◆ **TASK DIRECTIONS**:
Every line from the line containing "of the pink" through the final line below is to be repeated exactly; no other line is.

(Extracted data entries)
___

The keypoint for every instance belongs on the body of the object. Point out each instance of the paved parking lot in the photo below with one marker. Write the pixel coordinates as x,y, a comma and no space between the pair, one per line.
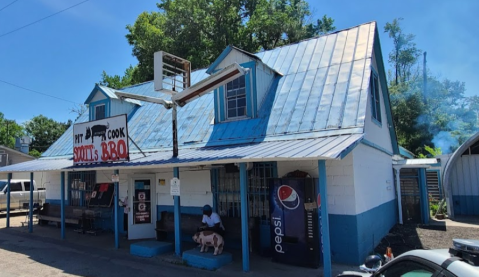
43,253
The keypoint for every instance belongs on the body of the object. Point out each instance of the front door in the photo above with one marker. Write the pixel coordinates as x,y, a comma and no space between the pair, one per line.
142,216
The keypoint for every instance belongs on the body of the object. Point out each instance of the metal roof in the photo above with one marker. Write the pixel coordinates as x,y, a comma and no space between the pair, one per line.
303,149
323,93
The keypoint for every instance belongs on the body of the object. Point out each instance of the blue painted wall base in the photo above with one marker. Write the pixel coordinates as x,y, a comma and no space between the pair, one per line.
150,249
207,260
353,237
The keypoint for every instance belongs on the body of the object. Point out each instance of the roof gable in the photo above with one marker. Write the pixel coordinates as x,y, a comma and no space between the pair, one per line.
323,92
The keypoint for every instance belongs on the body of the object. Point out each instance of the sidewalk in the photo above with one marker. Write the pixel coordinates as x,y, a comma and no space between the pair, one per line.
103,246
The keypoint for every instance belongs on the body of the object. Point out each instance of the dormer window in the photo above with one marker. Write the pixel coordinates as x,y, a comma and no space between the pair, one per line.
236,98
100,112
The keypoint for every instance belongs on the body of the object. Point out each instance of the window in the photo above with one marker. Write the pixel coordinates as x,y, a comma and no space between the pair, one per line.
236,98
27,186
100,112
80,186
16,187
375,99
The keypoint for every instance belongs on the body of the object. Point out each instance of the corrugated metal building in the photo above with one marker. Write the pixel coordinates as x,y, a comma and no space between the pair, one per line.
322,101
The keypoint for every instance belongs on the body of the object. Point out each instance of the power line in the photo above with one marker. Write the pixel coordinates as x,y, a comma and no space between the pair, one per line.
14,85
8,5
29,24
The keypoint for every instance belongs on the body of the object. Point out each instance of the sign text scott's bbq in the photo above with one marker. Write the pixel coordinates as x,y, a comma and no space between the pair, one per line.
100,141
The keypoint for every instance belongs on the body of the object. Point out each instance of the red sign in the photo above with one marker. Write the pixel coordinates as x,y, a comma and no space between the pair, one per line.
104,140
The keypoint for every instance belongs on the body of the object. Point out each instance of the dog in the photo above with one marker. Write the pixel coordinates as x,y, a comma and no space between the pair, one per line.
207,239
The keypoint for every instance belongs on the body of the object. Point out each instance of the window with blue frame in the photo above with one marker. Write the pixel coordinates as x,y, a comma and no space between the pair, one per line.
375,98
236,98
100,112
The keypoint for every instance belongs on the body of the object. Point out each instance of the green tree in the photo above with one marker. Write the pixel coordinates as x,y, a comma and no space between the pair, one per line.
200,30
44,132
9,130
405,54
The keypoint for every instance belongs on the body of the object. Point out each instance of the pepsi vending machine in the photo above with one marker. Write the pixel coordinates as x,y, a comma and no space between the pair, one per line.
295,238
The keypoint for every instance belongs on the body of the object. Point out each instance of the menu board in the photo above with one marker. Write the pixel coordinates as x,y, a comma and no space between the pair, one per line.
102,195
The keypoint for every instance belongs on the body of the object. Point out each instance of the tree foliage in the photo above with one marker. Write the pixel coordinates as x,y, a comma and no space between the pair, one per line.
438,116
9,130
44,132
200,30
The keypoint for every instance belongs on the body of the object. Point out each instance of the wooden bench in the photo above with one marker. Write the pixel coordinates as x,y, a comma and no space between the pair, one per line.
51,212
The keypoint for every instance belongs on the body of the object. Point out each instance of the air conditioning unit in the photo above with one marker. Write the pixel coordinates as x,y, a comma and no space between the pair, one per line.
3,159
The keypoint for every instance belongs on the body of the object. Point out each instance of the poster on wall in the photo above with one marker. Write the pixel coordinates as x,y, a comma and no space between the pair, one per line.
101,141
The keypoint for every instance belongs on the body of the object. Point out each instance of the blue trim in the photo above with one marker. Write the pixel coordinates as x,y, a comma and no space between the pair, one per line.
375,146
353,237
62,203
244,215
177,214
218,60
349,149
106,102
323,227
405,153
8,199
423,195
385,91
222,103
30,207
115,203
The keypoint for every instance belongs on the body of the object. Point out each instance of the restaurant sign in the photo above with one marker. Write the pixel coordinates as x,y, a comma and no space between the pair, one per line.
101,141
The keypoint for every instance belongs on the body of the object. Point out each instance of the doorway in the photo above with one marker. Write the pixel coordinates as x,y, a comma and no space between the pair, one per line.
142,200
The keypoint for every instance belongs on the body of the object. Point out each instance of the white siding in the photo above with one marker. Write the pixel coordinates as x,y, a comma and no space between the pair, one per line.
264,78
340,181
118,107
378,135
98,96
232,57
373,178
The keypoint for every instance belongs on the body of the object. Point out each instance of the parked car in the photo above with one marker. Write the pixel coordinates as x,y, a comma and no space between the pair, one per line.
20,194
462,260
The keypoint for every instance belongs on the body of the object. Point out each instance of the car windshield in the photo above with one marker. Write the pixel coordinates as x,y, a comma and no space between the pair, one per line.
2,185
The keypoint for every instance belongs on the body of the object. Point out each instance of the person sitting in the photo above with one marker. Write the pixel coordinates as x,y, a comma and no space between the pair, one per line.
211,221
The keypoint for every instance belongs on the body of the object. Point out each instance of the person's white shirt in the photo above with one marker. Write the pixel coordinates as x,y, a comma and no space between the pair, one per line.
212,220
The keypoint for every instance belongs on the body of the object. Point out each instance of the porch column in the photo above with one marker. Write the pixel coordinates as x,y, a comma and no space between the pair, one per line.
8,199
398,192
244,216
30,212
177,213
324,229
424,199
117,239
62,203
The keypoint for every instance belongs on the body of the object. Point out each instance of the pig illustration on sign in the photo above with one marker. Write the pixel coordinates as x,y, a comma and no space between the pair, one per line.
209,238
97,131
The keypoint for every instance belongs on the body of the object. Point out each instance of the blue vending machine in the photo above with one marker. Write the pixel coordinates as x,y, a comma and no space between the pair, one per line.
294,221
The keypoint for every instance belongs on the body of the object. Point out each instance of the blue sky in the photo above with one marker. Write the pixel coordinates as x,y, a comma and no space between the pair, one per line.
64,55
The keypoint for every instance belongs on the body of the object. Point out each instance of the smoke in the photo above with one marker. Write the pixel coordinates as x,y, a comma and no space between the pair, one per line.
445,141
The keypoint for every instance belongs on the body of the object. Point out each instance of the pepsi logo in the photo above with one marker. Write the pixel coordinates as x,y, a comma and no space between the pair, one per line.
288,197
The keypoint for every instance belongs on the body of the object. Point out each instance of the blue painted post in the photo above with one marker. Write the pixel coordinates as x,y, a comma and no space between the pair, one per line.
62,203
244,216
324,219
117,237
30,212
8,199
423,196
177,212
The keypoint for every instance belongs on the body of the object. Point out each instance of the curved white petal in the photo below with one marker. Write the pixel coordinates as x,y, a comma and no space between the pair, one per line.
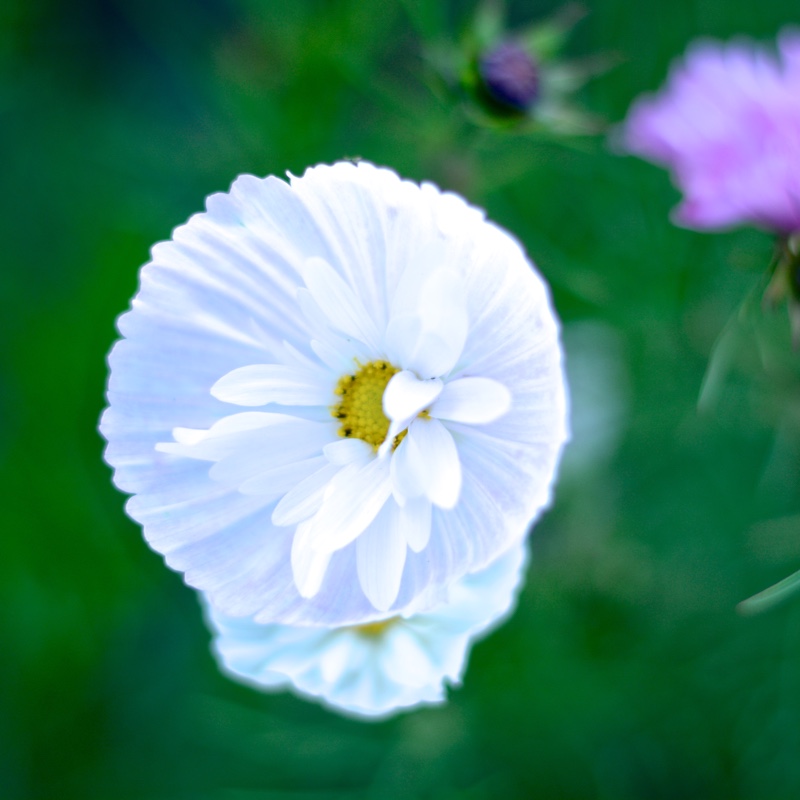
415,522
308,565
270,448
407,471
226,293
347,451
475,401
429,335
260,384
381,556
305,498
354,498
406,395
436,461
338,302
372,672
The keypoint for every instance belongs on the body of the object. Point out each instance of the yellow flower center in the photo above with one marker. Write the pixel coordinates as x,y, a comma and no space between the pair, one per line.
360,410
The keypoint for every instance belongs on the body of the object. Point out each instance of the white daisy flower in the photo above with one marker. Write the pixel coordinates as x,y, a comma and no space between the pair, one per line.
402,363
380,667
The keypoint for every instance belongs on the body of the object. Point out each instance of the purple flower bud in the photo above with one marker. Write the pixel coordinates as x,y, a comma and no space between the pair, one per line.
510,76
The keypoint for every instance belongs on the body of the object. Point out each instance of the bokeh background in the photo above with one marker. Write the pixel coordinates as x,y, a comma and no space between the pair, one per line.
626,671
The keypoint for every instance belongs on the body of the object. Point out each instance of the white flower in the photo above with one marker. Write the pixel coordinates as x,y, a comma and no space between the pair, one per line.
345,495
378,668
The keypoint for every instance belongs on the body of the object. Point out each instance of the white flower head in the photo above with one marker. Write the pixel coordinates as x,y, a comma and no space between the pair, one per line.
335,396
378,668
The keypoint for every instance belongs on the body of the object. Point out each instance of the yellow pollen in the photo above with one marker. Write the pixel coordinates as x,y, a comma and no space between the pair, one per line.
360,409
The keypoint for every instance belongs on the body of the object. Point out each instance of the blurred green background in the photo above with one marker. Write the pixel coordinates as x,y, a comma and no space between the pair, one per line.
626,671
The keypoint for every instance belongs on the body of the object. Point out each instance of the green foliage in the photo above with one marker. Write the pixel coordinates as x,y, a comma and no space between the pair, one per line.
626,672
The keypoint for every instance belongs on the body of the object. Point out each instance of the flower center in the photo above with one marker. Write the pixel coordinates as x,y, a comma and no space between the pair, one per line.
360,410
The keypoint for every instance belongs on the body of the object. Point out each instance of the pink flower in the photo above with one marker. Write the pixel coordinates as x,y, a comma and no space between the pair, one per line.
727,125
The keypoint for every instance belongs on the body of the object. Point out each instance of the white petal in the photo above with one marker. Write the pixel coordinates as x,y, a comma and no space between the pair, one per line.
415,522
347,451
436,460
406,659
430,338
260,384
381,556
304,500
407,471
275,482
308,565
474,401
354,498
224,437
339,303
271,448
406,395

___

◆ **RESULT**:
The keypoint for every instance belongs on the body of the object. Point out each instance of the pink flower in the photo above with one marker. Write the pixel coordinates as x,y, a comma and no space between the pair, one per line.
727,125
The keypoint for every instance belongs on the body of the object. Point out each instance of the white petal in the photo above with one marker. Write the pixel coordinates as x,y, a comma and no space between the pair, one per line.
415,522
347,451
436,460
406,659
430,338
260,384
381,556
304,500
407,471
275,482
308,565
474,401
354,498
224,437
339,303
271,448
406,395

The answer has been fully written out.